* [Records excerpted from a collection]:
BEGIN

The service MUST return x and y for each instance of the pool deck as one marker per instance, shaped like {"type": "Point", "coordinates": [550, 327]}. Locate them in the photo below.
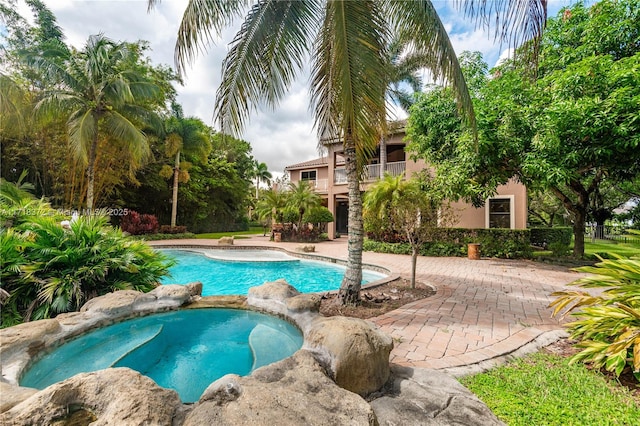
{"type": "Point", "coordinates": [484, 311]}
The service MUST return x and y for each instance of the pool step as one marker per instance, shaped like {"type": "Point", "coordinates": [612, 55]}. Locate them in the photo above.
{"type": "Point", "coordinates": [269, 345]}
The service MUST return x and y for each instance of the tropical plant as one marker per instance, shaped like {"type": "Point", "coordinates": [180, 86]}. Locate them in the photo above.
{"type": "Point", "coordinates": [103, 94]}
{"type": "Point", "coordinates": [261, 174]}
{"type": "Point", "coordinates": [63, 268]}
{"type": "Point", "coordinates": [409, 207]}
{"type": "Point", "coordinates": [347, 41]}
{"type": "Point", "coordinates": [188, 135]}
{"type": "Point", "coordinates": [272, 204]}
{"type": "Point", "coordinates": [608, 324]}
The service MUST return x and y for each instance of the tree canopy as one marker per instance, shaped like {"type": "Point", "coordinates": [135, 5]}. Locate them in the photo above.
{"type": "Point", "coordinates": [570, 129]}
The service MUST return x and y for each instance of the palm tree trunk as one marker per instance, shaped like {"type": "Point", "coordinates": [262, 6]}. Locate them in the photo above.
{"type": "Point", "coordinates": [383, 156]}
{"type": "Point", "coordinates": [174, 200]}
{"type": "Point", "coordinates": [349, 292]}
{"type": "Point", "coordinates": [91, 171]}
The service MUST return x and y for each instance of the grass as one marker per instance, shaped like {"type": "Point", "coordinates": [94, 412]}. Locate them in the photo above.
{"type": "Point", "coordinates": [602, 246]}
{"type": "Point", "coordinates": [543, 389]}
{"type": "Point", "coordinates": [236, 234]}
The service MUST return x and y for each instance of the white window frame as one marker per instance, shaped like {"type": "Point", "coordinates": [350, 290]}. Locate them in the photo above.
{"type": "Point", "coordinates": [512, 213]}
{"type": "Point", "coordinates": [309, 170]}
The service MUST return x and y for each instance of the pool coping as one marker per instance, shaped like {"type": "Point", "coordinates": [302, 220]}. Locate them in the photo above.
{"type": "Point", "coordinates": [391, 277]}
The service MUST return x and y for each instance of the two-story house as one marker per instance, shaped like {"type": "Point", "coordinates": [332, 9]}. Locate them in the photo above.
{"type": "Point", "coordinates": [507, 209]}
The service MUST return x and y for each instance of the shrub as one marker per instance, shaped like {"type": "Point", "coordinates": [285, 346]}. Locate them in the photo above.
{"type": "Point", "coordinates": [168, 229]}
{"type": "Point", "coordinates": [318, 215]}
{"type": "Point", "coordinates": [502, 243]}
{"type": "Point", "coordinates": [609, 324]}
{"type": "Point", "coordinates": [559, 249]}
{"type": "Point", "coordinates": [63, 268]}
{"type": "Point", "coordinates": [543, 237]}
{"type": "Point", "coordinates": [135, 223]}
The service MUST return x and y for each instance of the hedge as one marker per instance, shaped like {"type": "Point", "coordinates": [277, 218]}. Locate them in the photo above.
{"type": "Point", "coordinates": [502, 243]}
{"type": "Point", "coordinates": [543, 236]}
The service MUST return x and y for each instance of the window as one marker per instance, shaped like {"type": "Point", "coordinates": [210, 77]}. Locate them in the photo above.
{"type": "Point", "coordinates": [500, 213]}
{"type": "Point", "coordinates": [308, 175]}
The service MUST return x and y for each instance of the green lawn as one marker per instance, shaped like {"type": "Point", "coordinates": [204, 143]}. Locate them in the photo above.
{"type": "Point", "coordinates": [237, 234]}
{"type": "Point", "coordinates": [545, 390]}
{"type": "Point", "coordinates": [602, 246]}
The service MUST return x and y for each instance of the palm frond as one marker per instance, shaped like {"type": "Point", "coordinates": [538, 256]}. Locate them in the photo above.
{"type": "Point", "coordinates": [348, 87]}
{"type": "Point", "coordinates": [264, 58]}
{"type": "Point", "coordinates": [513, 22]}
{"type": "Point", "coordinates": [419, 21]}
{"type": "Point", "coordinates": [124, 130]}
{"type": "Point", "coordinates": [201, 20]}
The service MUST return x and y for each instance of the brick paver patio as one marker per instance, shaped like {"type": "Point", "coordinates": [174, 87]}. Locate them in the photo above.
{"type": "Point", "coordinates": [483, 309]}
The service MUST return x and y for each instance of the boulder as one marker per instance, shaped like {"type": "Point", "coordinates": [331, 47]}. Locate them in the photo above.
{"type": "Point", "coordinates": [12, 395]}
{"type": "Point", "coordinates": [117, 303]}
{"type": "Point", "coordinates": [115, 396]}
{"type": "Point", "coordinates": [173, 295]}
{"type": "Point", "coordinates": [294, 391]}
{"type": "Point", "coordinates": [29, 336]}
{"type": "Point", "coordinates": [418, 397]}
{"type": "Point", "coordinates": [307, 302]}
{"type": "Point", "coordinates": [225, 241]}
{"type": "Point", "coordinates": [355, 352]}
{"type": "Point", "coordinates": [278, 290]}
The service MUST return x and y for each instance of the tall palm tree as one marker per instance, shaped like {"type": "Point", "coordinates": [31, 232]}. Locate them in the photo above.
{"type": "Point", "coordinates": [102, 93]}
{"type": "Point", "coordinates": [404, 66]}
{"type": "Point", "coordinates": [262, 174]}
{"type": "Point", "coordinates": [347, 41]}
{"type": "Point", "coordinates": [188, 135]}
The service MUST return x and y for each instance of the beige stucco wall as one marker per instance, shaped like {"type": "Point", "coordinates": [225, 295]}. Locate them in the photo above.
{"type": "Point", "coordinates": [471, 217]}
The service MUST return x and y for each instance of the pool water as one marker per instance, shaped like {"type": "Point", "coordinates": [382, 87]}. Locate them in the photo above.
{"type": "Point", "coordinates": [225, 276]}
{"type": "Point", "coordinates": [183, 350]}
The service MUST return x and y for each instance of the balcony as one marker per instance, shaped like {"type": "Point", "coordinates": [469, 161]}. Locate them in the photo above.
{"type": "Point", "coordinates": [371, 172]}
{"type": "Point", "coordinates": [320, 185]}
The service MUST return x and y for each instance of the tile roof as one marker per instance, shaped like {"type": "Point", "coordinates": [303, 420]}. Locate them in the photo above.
{"type": "Point", "coordinates": [322, 161]}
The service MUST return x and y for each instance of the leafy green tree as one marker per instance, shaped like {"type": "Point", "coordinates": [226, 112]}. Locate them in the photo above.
{"type": "Point", "coordinates": [189, 135]}
{"type": "Point", "coordinates": [567, 131]}
{"type": "Point", "coordinates": [408, 207]}
{"type": "Point", "coordinates": [347, 41]}
{"type": "Point", "coordinates": [261, 174]}
{"type": "Point", "coordinates": [99, 92]}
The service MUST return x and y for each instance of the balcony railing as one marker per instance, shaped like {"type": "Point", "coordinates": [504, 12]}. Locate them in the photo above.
{"type": "Point", "coordinates": [371, 172]}
{"type": "Point", "coordinates": [320, 185]}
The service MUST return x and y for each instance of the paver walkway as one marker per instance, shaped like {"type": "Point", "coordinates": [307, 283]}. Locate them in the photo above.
{"type": "Point", "coordinates": [482, 310]}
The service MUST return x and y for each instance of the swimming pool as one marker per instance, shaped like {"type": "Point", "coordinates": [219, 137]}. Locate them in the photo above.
{"type": "Point", "coordinates": [224, 272]}
{"type": "Point", "coordinates": [183, 350]}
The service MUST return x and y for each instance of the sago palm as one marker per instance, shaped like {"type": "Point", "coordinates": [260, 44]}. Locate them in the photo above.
{"type": "Point", "coordinates": [184, 135]}
{"type": "Point", "coordinates": [102, 93]}
{"type": "Point", "coordinates": [346, 41]}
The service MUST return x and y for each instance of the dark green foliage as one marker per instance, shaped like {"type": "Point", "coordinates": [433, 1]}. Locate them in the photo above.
{"type": "Point", "coordinates": [47, 269]}
{"type": "Point", "coordinates": [318, 215]}
{"type": "Point", "coordinates": [502, 243]}
{"type": "Point", "coordinates": [543, 237]}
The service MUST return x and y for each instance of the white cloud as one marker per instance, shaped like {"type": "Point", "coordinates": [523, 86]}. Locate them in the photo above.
{"type": "Point", "coordinates": [280, 137]}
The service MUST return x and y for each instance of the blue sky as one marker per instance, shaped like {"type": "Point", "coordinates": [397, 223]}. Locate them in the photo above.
{"type": "Point", "coordinates": [280, 137]}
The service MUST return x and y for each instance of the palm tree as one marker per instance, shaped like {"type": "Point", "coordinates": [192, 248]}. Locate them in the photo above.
{"type": "Point", "coordinates": [347, 41]}
{"type": "Point", "coordinates": [262, 174]}
{"type": "Point", "coordinates": [102, 93]}
{"type": "Point", "coordinates": [404, 65]}
{"type": "Point", "coordinates": [302, 198]}
{"type": "Point", "coordinates": [188, 135]}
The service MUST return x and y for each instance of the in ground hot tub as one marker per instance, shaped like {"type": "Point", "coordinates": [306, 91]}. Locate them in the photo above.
{"type": "Point", "coordinates": [183, 350]}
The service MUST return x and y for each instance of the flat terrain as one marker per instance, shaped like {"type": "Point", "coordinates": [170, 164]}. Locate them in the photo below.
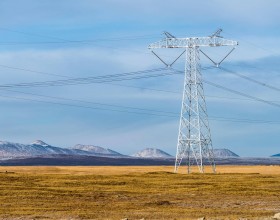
{"type": "Point", "coordinates": [235, 192]}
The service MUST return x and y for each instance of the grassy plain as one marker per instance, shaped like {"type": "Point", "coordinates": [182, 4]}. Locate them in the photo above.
{"type": "Point", "coordinates": [235, 192]}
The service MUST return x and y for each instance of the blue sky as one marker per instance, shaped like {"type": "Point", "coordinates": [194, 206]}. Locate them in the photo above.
{"type": "Point", "coordinates": [115, 36]}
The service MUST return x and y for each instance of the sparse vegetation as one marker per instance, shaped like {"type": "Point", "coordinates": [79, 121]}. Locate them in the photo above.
{"type": "Point", "coordinates": [138, 192]}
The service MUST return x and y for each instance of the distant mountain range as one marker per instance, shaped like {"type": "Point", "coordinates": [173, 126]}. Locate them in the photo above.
{"type": "Point", "coordinates": [41, 153]}
{"type": "Point", "coordinates": [152, 153]}
{"type": "Point", "coordinates": [39, 148]}
{"type": "Point", "coordinates": [224, 153]}
{"type": "Point", "coordinates": [9, 150]}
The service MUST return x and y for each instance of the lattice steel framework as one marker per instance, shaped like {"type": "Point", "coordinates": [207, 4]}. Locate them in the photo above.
{"type": "Point", "coordinates": [194, 140]}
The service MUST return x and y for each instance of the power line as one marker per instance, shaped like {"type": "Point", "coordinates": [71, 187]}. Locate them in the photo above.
{"type": "Point", "coordinates": [250, 79]}
{"type": "Point", "coordinates": [242, 94]}
{"type": "Point", "coordinates": [95, 79]}
{"type": "Point", "coordinates": [236, 92]}
{"type": "Point", "coordinates": [244, 120]}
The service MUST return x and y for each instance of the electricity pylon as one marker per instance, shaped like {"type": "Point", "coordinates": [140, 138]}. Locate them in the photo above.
{"type": "Point", "coordinates": [194, 139]}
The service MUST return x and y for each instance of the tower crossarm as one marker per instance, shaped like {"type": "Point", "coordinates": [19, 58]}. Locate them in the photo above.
{"type": "Point", "coordinates": [192, 42]}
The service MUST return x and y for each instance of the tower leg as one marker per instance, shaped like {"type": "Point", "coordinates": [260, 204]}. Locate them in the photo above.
{"type": "Point", "coordinates": [194, 139]}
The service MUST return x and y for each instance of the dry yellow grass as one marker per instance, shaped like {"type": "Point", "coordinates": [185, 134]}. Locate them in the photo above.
{"type": "Point", "coordinates": [138, 192]}
{"type": "Point", "coordinates": [120, 170]}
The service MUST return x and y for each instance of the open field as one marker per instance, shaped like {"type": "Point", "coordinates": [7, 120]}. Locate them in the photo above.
{"type": "Point", "coordinates": [235, 192]}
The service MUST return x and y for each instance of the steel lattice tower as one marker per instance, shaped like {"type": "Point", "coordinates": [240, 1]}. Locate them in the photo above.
{"type": "Point", "coordinates": [194, 139]}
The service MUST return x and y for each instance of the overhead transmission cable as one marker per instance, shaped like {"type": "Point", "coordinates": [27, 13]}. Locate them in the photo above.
{"type": "Point", "coordinates": [250, 79]}
{"type": "Point", "coordinates": [236, 92]}
{"type": "Point", "coordinates": [168, 114]}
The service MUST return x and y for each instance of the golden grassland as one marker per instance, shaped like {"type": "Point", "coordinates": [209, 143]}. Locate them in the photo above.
{"type": "Point", "coordinates": [137, 192]}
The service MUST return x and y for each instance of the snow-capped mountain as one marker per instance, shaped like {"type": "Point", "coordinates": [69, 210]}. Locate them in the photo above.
{"type": "Point", "coordinates": [95, 150]}
{"type": "Point", "coordinates": [152, 153]}
{"type": "Point", "coordinates": [11, 150]}
{"type": "Point", "coordinates": [39, 148]}
{"type": "Point", "coordinates": [224, 153]}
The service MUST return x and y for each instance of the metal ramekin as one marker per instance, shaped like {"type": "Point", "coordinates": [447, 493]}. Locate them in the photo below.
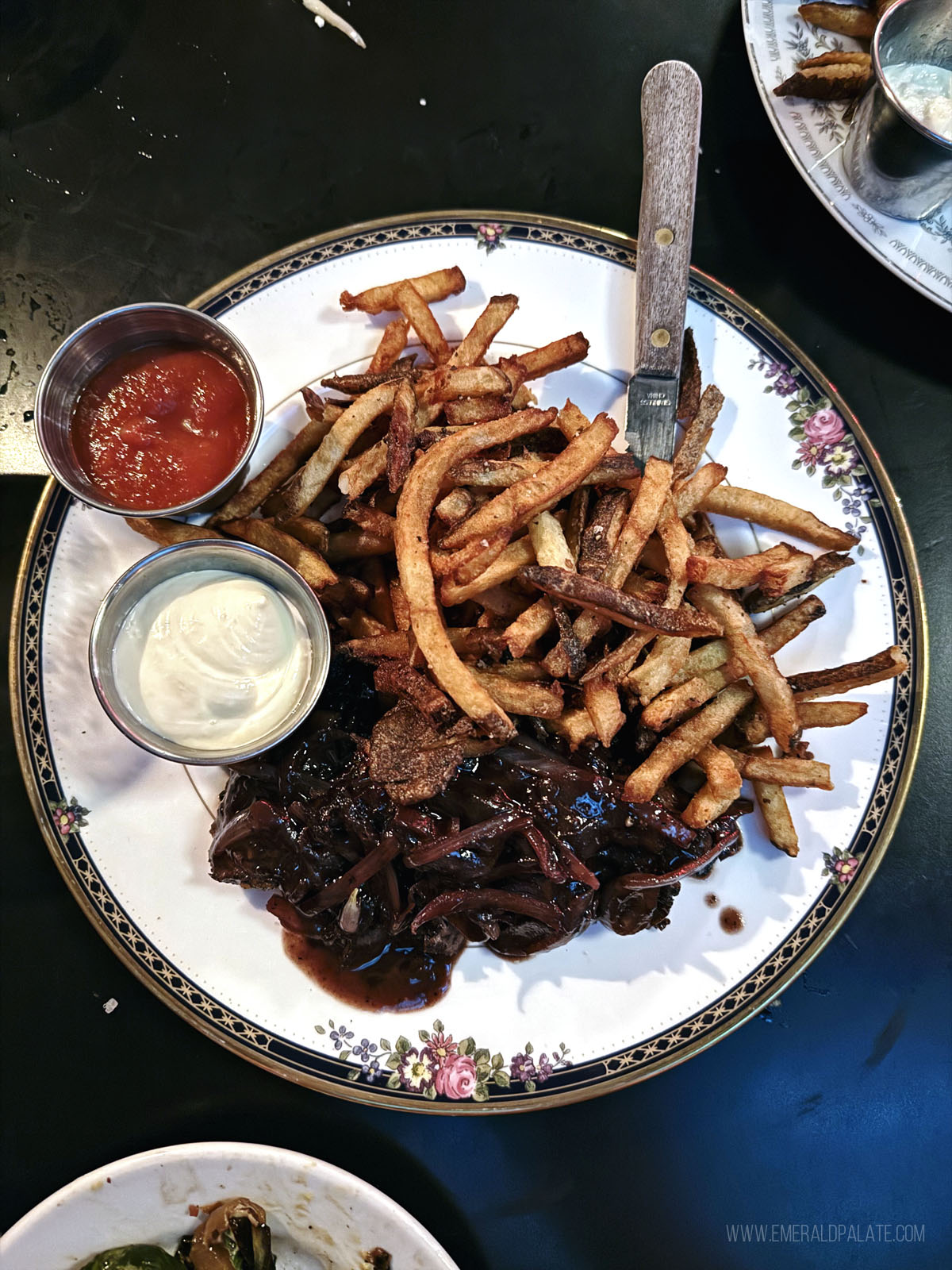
{"type": "Point", "coordinates": [98, 342]}
{"type": "Point", "coordinates": [894, 162]}
{"type": "Point", "coordinates": [201, 554]}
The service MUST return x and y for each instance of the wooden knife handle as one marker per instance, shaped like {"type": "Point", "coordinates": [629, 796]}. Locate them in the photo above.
{"type": "Point", "coordinates": [670, 124]}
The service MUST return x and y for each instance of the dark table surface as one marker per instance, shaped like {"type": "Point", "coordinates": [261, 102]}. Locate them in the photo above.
{"type": "Point", "coordinates": [150, 149]}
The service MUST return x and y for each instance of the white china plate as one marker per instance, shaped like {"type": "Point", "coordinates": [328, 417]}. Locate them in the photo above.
{"type": "Point", "coordinates": [130, 832]}
{"type": "Point", "coordinates": [812, 133]}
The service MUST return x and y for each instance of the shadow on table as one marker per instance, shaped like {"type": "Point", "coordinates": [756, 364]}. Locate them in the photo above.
{"type": "Point", "coordinates": [51, 54]}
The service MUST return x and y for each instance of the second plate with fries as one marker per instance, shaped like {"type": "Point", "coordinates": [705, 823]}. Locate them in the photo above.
{"type": "Point", "coordinates": [131, 833]}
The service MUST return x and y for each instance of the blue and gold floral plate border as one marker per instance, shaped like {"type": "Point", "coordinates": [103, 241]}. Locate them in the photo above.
{"type": "Point", "coordinates": [433, 1072]}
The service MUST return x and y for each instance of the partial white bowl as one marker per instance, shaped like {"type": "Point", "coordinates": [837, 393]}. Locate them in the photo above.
{"type": "Point", "coordinates": [321, 1217]}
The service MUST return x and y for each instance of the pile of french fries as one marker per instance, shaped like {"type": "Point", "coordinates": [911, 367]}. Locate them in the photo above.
{"type": "Point", "coordinates": [492, 559]}
{"type": "Point", "coordinates": [837, 75]}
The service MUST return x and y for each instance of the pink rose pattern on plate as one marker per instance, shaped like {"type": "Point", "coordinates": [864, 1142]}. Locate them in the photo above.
{"type": "Point", "coordinates": [67, 817]}
{"type": "Point", "coordinates": [823, 444]}
{"type": "Point", "coordinates": [440, 1067]}
{"type": "Point", "coordinates": [841, 865]}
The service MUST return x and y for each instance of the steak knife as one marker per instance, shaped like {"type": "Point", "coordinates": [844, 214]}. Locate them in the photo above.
{"type": "Point", "coordinates": [670, 125]}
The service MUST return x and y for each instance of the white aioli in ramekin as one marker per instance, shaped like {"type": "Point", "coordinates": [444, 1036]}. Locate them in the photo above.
{"type": "Point", "coordinates": [213, 660]}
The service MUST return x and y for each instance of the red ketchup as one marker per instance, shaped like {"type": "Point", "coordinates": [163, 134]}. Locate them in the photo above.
{"type": "Point", "coordinates": [162, 425]}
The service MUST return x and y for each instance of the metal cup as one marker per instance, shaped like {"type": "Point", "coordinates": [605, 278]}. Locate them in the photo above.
{"type": "Point", "coordinates": [198, 556]}
{"type": "Point", "coordinates": [894, 160]}
{"type": "Point", "coordinates": [98, 342]}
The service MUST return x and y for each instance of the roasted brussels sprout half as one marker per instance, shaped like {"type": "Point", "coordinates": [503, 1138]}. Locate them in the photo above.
{"type": "Point", "coordinates": [234, 1236]}
{"type": "Point", "coordinates": [133, 1257]}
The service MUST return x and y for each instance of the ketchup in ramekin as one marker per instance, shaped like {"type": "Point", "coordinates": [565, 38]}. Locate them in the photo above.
{"type": "Point", "coordinates": [162, 425]}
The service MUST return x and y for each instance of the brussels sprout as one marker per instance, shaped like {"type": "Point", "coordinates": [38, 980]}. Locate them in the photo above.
{"type": "Point", "coordinates": [133, 1257]}
{"type": "Point", "coordinates": [232, 1237]}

END

* [EXERCISE DETAILS]: Exact copies of the lines from the one holding "the white aioli" to the end of the entries are all that should be written.

* [TASK ANSWER]:
The service MUST return x and y for each instance of the white aioli in ramekin as one marker per instance, shaped like {"type": "Point", "coordinates": [444, 1036]}. Locate them in the photo above.
{"type": "Point", "coordinates": [213, 660]}
The service MUST return x and y for each instance of the red ketchup as one marker per instance, shaped like {"type": "Point", "coordinates": [163, 134]}. Locate them in the photo above.
{"type": "Point", "coordinates": [162, 425]}
The service MUST return x and y for each instance of the metal cup as one marker per instance, shaped like {"type": "Point", "coordinates": [605, 278]}. Locate them in the photo above.
{"type": "Point", "coordinates": [198, 556]}
{"type": "Point", "coordinates": [894, 160]}
{"type": "Point", "coordinates": [98, 342]}
The service MUST return x and y for each instance of the roasted brussels sprout half as one marker per instance, shaped like {"type": "Point", "coordinates": [503, 1138]}. Locate them in the photo above.
{"type": "Point", "coordinates": [234, 1236]}
{"type": "Point", "coordinates": [133, 1257]}
The service MUST return x and y for each instance of the ketchup in ramekin as one marker per instance, shaped like {"type": "Point", "coordinates": [565, 38]}. Locate them in the photo above.
{"type": "Point", "coordinates": [162, 425]}
The service MUST return x and y for each instance of the brussels sprout as one marker per instance, shaped like {"type": "Point", "coordinates": [38, 980]}. Locate them in the photo above.
{"type": "Point", "coordinates": [133, 1257]}
{"type": "Point", "coordinates": [232, 1237]}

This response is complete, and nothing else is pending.